Not needed (previous formatting without { ... } was right).

> +/* Returns the nearest value to VAL that will fit as a 12-bit unsigned immediate
> +   that can be created with a left shift of 0 or 12.  */
> +static HOST_WIDE_INT
> +aarch64_uimm12_nearest_value (HOST_WIDE_INT val)
> +{
> +  if ((val & (((HOST_WIDE_INT) 0xfff) << 0)) == val)
> +    return val;
> +
> +  return val & (((HOST_WIDE_INT) 0xfff) << 12);
> +}

Are these HOST_WIDE_INT casts needed?

Probably worth asserting that (val & 0xffffff) == val, or handle
the case in which it isn't by returning 0xfff000.

_Recorded information:_
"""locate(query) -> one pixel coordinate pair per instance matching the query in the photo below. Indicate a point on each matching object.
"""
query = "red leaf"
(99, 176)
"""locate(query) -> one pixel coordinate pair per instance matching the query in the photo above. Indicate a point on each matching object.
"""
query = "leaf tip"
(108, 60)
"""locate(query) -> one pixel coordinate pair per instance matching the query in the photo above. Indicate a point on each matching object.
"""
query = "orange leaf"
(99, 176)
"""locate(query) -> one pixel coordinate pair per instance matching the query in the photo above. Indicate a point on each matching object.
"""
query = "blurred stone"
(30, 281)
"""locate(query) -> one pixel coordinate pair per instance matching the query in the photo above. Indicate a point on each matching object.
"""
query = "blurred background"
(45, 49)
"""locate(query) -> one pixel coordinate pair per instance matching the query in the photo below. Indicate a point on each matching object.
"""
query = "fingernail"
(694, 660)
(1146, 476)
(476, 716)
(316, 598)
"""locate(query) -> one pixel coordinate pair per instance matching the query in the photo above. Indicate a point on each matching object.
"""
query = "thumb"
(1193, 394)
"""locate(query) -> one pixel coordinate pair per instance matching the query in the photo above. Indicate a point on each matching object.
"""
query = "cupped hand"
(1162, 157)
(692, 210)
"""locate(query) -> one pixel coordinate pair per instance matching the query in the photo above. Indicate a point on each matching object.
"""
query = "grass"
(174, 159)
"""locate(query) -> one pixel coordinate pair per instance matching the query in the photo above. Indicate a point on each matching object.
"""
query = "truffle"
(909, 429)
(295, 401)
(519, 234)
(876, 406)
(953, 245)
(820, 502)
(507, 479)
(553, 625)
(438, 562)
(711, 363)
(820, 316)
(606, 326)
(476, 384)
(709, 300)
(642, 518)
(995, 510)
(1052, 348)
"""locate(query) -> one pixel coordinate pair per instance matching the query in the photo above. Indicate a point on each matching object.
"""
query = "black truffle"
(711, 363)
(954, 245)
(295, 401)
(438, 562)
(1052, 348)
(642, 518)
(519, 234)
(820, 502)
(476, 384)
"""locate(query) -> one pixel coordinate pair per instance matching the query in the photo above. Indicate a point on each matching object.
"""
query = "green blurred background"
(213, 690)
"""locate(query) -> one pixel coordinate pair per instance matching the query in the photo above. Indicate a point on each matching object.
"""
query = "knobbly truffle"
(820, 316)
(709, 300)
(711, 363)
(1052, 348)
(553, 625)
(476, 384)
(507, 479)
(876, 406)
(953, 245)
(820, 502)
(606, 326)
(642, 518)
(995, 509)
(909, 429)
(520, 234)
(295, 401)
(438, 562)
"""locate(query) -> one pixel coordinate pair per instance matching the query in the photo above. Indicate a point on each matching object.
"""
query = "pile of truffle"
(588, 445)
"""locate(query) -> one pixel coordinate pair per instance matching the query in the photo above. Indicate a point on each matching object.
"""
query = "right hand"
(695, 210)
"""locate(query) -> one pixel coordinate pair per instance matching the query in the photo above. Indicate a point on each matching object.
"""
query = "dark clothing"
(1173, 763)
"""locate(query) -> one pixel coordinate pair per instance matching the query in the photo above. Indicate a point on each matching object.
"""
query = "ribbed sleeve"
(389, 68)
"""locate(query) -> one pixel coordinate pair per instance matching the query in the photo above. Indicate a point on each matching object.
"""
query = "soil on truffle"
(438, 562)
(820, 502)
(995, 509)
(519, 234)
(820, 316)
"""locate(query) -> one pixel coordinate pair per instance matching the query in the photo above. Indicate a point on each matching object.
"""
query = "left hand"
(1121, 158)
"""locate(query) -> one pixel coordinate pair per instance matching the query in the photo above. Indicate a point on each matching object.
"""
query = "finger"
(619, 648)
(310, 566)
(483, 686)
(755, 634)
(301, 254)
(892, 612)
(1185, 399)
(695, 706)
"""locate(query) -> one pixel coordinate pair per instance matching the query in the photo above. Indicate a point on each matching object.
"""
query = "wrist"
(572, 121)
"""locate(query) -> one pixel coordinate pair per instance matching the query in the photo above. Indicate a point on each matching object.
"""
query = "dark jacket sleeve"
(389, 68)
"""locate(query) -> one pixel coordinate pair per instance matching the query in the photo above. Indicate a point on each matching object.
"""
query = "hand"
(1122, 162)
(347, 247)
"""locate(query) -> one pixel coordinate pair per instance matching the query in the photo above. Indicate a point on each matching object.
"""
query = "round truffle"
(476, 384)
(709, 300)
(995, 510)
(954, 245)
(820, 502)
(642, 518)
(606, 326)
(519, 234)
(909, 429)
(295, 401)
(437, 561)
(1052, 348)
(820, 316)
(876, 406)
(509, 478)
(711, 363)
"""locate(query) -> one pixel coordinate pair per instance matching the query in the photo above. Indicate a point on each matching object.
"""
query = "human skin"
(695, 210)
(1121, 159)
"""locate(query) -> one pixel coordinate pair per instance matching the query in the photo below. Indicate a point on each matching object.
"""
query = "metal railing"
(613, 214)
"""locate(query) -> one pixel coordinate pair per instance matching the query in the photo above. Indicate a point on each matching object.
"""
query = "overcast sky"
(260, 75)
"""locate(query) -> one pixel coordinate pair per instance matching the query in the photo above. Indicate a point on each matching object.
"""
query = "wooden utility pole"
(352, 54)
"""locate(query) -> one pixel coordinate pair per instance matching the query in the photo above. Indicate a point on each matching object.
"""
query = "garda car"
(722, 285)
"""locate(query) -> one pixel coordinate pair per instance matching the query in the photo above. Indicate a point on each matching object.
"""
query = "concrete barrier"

_Task objective:_ Copy the code review from "Are these HOST_WIDE_INT" to "by returning 0xfff000." word for word.

_Task response:_
Are these HOST_WIDE_INT casts needed?

Probably worth asserting that (val & 0xffffff) == val, or handle
the case in which it isn't by returning 0xfff000.